**Task to carry out:** How many lines of the data below contain the word "lamp"? Reply with the number alone.

+++ Dataset content +++

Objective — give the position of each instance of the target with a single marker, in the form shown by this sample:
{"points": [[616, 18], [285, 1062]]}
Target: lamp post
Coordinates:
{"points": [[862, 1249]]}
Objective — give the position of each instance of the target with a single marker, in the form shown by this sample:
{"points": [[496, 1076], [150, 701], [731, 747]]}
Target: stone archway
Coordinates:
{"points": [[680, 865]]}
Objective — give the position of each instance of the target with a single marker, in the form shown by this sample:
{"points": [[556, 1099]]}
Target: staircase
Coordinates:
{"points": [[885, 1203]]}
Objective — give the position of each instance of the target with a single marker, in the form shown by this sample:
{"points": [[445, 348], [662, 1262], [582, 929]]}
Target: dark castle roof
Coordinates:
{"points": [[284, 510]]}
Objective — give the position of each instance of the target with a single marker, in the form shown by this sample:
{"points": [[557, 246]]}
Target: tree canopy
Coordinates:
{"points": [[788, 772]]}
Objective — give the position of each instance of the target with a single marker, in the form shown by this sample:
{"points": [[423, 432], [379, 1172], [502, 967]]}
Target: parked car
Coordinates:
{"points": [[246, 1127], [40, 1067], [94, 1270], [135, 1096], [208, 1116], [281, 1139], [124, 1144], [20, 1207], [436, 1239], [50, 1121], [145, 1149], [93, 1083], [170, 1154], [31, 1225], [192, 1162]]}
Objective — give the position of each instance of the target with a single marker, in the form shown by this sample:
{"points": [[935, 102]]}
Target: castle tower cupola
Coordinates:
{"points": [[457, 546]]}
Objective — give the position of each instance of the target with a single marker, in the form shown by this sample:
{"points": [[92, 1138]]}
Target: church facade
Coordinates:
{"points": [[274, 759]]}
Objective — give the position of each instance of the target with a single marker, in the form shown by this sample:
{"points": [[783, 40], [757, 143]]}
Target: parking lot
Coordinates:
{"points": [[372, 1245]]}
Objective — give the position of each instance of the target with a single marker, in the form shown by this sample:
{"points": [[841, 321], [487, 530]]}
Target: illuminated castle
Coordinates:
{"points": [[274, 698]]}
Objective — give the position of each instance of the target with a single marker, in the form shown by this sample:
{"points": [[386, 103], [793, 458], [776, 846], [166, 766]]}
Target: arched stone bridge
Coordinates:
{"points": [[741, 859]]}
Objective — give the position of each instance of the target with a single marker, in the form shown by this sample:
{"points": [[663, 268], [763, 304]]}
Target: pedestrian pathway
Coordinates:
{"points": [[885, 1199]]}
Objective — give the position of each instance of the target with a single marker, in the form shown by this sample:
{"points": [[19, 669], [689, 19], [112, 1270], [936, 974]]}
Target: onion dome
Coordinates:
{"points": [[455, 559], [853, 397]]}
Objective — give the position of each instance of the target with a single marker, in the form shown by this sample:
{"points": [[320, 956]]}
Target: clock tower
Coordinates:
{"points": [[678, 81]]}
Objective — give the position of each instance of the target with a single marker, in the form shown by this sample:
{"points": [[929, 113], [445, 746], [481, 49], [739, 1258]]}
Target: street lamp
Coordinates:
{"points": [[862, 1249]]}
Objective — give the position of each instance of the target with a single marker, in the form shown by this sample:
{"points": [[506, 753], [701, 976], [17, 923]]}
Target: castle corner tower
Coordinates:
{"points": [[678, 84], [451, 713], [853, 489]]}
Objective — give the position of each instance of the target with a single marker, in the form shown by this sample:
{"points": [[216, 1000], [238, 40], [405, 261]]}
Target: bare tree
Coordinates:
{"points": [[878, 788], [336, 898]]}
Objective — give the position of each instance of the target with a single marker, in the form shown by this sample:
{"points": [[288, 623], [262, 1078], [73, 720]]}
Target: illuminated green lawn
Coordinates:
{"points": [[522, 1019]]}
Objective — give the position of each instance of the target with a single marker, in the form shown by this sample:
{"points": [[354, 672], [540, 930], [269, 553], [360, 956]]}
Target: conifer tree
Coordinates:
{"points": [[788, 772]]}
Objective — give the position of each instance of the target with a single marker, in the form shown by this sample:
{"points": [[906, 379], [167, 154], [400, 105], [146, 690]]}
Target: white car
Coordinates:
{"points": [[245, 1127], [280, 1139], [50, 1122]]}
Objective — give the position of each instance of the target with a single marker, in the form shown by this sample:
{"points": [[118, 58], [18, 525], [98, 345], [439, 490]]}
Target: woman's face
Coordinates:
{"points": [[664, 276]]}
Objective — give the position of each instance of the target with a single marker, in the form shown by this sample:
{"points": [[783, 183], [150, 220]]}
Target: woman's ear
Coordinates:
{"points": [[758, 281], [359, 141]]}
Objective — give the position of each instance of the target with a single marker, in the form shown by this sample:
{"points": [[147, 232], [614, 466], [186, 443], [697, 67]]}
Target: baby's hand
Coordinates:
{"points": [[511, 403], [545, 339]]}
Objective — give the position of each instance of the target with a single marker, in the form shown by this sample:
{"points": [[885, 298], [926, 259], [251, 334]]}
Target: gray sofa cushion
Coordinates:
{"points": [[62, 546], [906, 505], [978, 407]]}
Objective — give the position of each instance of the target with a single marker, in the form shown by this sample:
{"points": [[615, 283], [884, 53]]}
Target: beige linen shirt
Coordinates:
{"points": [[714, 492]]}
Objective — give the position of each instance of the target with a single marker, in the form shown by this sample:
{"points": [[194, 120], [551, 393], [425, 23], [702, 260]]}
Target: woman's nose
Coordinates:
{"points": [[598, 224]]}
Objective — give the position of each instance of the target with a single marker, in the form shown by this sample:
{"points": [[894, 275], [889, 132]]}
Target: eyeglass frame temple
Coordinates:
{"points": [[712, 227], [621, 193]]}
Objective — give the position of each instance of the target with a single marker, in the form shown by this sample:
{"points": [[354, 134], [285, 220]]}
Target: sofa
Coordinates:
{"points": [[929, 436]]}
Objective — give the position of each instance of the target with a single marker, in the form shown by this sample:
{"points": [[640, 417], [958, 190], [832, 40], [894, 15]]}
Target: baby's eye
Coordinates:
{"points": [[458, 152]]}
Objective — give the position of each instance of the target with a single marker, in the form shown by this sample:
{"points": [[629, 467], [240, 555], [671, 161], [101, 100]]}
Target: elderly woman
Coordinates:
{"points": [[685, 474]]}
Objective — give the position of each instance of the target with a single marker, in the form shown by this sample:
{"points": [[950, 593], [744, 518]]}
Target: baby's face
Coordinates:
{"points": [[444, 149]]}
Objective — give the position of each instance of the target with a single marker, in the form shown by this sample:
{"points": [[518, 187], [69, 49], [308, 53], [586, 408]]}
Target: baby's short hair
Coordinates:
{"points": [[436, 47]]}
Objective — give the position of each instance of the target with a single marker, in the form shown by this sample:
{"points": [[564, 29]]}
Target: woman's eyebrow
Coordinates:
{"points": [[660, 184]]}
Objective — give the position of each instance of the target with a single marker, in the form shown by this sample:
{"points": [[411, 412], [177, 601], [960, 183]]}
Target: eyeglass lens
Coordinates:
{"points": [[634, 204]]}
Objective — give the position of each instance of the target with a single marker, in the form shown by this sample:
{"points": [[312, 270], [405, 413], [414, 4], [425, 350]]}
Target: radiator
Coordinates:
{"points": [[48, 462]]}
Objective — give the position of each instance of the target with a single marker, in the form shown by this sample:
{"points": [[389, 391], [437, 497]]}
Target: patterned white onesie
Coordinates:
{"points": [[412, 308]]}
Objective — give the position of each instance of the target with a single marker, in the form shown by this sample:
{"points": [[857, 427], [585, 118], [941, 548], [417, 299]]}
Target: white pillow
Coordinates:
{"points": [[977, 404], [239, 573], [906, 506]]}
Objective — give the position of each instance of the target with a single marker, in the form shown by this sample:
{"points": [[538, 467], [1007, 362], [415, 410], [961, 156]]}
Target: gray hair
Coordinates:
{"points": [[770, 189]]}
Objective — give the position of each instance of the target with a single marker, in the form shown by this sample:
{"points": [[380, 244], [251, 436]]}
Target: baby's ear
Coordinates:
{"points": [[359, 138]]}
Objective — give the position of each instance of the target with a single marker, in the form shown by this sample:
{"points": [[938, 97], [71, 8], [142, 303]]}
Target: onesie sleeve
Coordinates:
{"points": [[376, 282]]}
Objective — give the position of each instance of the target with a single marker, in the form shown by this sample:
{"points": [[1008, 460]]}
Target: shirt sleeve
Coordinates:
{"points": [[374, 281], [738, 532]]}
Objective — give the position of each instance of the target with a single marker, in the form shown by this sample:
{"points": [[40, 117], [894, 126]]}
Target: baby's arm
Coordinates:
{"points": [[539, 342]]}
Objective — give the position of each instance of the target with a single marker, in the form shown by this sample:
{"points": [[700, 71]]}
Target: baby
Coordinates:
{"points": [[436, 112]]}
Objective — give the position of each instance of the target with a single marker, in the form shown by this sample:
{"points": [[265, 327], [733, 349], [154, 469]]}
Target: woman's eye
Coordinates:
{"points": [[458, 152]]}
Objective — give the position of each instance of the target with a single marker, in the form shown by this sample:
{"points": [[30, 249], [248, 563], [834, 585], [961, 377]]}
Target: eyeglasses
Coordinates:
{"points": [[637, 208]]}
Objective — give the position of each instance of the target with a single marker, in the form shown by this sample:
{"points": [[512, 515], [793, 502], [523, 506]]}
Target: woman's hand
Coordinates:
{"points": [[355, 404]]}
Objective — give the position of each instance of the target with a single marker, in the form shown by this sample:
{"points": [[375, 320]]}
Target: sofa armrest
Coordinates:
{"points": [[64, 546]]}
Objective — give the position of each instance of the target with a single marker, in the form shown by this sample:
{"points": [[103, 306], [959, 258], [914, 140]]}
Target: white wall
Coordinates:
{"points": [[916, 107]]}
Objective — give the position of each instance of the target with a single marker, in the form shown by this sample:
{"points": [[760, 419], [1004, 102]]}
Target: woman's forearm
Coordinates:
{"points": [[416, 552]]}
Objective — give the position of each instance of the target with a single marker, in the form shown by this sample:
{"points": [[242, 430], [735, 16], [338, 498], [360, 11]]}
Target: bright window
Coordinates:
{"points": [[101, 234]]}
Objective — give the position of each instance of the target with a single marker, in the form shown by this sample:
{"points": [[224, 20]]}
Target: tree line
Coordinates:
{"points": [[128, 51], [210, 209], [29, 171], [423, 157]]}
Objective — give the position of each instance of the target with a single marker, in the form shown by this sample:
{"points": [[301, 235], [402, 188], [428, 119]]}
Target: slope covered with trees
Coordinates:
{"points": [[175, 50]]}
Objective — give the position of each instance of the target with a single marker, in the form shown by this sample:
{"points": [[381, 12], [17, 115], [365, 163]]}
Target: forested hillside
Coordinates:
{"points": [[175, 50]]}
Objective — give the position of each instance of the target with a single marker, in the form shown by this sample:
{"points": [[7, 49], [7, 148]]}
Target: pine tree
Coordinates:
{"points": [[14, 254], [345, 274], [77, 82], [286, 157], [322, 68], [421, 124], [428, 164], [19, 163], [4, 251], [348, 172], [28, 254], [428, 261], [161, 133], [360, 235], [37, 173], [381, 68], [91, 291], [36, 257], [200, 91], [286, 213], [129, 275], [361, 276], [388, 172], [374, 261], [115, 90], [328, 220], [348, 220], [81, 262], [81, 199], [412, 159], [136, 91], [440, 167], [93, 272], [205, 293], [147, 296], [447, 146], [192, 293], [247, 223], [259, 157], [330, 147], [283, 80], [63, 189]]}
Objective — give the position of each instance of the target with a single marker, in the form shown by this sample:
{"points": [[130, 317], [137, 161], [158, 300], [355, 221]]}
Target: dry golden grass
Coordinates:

+++

**Result of the task:** 2